__DO THIS__: Write out, word for word, the part of the entries below that opens with the line containing "the wasp abdomen" and closes with the line containing "Target: gray bark", including both of those lines.

Rows from a dataset
--- begin ---

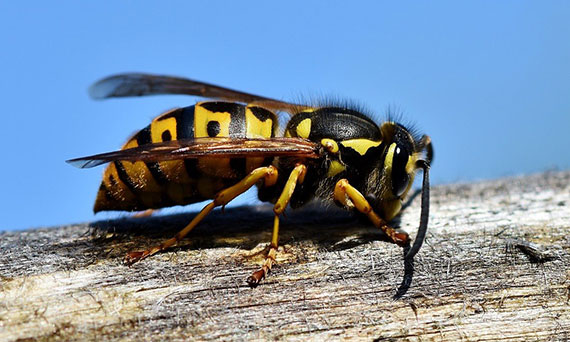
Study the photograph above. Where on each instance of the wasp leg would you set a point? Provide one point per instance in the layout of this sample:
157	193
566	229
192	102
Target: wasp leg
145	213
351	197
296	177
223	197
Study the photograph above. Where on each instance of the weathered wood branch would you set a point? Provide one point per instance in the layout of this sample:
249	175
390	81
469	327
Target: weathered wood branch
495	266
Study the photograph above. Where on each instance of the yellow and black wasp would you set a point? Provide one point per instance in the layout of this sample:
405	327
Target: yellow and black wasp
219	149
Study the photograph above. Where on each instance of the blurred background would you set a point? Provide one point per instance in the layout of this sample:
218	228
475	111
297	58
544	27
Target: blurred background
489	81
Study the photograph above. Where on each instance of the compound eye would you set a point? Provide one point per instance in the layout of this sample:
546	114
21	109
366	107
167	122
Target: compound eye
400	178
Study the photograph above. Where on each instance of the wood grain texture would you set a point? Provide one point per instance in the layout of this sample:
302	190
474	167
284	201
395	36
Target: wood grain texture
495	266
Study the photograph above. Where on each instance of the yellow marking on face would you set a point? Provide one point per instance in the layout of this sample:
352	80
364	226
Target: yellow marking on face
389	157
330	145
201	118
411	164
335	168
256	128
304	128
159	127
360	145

--- end ---
--- begin ---

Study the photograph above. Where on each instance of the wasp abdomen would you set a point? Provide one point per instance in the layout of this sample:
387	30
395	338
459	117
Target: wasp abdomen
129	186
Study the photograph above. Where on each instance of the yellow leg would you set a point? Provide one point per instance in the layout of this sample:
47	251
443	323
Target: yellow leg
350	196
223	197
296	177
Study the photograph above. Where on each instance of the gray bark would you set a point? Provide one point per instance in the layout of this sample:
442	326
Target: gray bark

--- end ---

__WRITTEN REPLY__:
Study the photograph above. Where on each instance of the wasp abdomen would you set a point? Provide one point per instance in the layout of this sample:
387	30
395	338
459	117
Target: wasp abdomen
129	186
Study the photograph above. Where on each instance of the yellow leg would you set a point? Provide one point per instance in the layout of this sample:
47	251
443	323
Target: yellow leg
350	196
223	197
296	177
Study the photograph above. Where on each instance of the gray bark would you set a point? Provide one point per instance in the layout of this sample:
442	326
Target: gray bark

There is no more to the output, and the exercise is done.